--- Start of Provided data ---
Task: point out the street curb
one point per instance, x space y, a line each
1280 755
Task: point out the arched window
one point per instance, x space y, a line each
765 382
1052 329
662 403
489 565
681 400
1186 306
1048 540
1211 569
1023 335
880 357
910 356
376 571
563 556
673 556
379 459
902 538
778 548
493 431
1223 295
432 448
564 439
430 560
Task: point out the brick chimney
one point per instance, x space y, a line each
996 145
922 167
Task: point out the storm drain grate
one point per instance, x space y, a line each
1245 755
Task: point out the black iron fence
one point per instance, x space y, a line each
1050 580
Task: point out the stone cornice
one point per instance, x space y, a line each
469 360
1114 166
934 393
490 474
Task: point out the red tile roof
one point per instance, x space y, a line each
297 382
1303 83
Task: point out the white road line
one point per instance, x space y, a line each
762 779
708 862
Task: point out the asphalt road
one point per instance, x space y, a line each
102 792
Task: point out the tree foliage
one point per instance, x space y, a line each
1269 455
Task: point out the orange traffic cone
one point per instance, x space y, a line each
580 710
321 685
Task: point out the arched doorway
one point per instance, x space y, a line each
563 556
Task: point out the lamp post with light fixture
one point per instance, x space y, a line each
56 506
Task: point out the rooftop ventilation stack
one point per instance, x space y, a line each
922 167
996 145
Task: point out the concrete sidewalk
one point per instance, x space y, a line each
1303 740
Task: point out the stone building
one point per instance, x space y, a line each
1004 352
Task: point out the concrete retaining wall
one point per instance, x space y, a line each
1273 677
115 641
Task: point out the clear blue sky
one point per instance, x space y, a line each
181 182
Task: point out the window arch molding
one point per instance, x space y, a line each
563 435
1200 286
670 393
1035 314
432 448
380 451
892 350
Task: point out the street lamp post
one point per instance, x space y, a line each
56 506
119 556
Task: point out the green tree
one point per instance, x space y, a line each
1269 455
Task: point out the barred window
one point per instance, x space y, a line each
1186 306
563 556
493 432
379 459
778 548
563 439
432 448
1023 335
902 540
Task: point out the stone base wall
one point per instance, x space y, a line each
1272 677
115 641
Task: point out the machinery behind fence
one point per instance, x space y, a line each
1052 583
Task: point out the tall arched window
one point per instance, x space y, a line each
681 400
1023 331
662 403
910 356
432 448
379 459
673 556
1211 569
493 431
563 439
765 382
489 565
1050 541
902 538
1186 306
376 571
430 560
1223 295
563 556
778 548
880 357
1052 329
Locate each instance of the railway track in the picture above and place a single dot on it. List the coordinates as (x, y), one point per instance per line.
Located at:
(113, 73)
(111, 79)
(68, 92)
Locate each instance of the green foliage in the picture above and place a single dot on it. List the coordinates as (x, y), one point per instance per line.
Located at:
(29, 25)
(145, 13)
--- End of Provided data ---
-- Instructions to follow --
Make a verbatim copy of every entry shown above.

-- Solution for this exercise --
Task: point out the street curb
one point per instance, x space y, a line each
1280 755
Task: point out the arched window
one point per instance, x space y, a line each
765 382
1052 329
662 403
489 565
681 400
1186 306
1048 540
1211 569
1023 335
880 357
910 356
376 571
563 556
673 556
379 459
902 538
778 548
493 431
1223 295
432 448
564 439
430 560
Task: point out the brick chimney
one point per instance, x space y, a line each
996 145
922 167
Task: point out the storm drain grate
one point per instance, x space y, a line each
1245 755
Task: point out the black iron fence
one point per instance, x space y, a line each
1050 580
Task: point out the stone cornice
one point per instance, x space y, a line each
469 360
1114 166
934 393
490 474
Task: point out the red tile roof
one point per instance, x space y, a line each
297 382
1303 83
Task: point out the white road line
one point per instance, x space y, a line each
762 779
708 862
Task: point out the asphalt road
one point per instance, x space y, a line each
102 792
Task: point out the tree foliage
one point per instance, x space y, a line each
1269 455
Task: point out the orange traffic cone
one point per instance, x space y, a line each
580 710
321 685
Task: point out the arched doorway
one point per instance, x space y, a line each
563 556
Task: point out the lamp post with light fixture
one point per instance, x space y, a line each
56 506
Task: point out the rooftop ventilation stack
one point per instance, x space y, a line each
922 167
996 145
Task: point out the concrete sidewalk
one point per instance, x space y, a line each
1303 740
Task: point out the stone building
one point per instance, x space y, a line each
1004 352
Task: point out the concrete retaining wall
one point per instance, x space y, a line each
1273 677
115 641
Task: point out the clear blue sky
one point per instance, x space y, a line each
181 182
Task: point out the window arch molding
one point per instance, x space y, a line each
563 435
1200 286
670 393
1035 314
432 448
380 451
892 350
Task: point out the street lamp post
one point per instance, x space y, a line each
56 506
119 556
Task: point out the green tree
one point per instance, x space y, a line each
1269 455
Task: point out the barred window
one point per instance, x space y, a line each
1186 306
563 556
493 432
379 459
778 548
563 439
432 448
1023 335
902 540
Task: point out the stone base wall
one point per instance, x space y, a line each
1272 677
115 641
Task: point out the machinery behind fence
one point per instance, x space y, a line each
1052 583
Task: point out the tall arched window
one point per instance, x space y, a line each
681 400
1023 331
662 403
910 356
432 448
379 459
673 556
1211 569
493 431
563 439
765 382
489 565
1050 541
902 538
1186 306
376 571
430 560
1223 295
563 556
778 548
880 357
1052 329
Locate each instance of the railway track in the picture above and place a single dot on it. List the coordinates as (x, y), one point per instance per line.
Located at:
(113, 73)
(111, 79)
(68, 92)
Locate each instance of the green foliage in the picture above and place a single dot on it. List the coordinates as (x, y), one point per instance per line.
Located at:
(29, 25)
(145, 13)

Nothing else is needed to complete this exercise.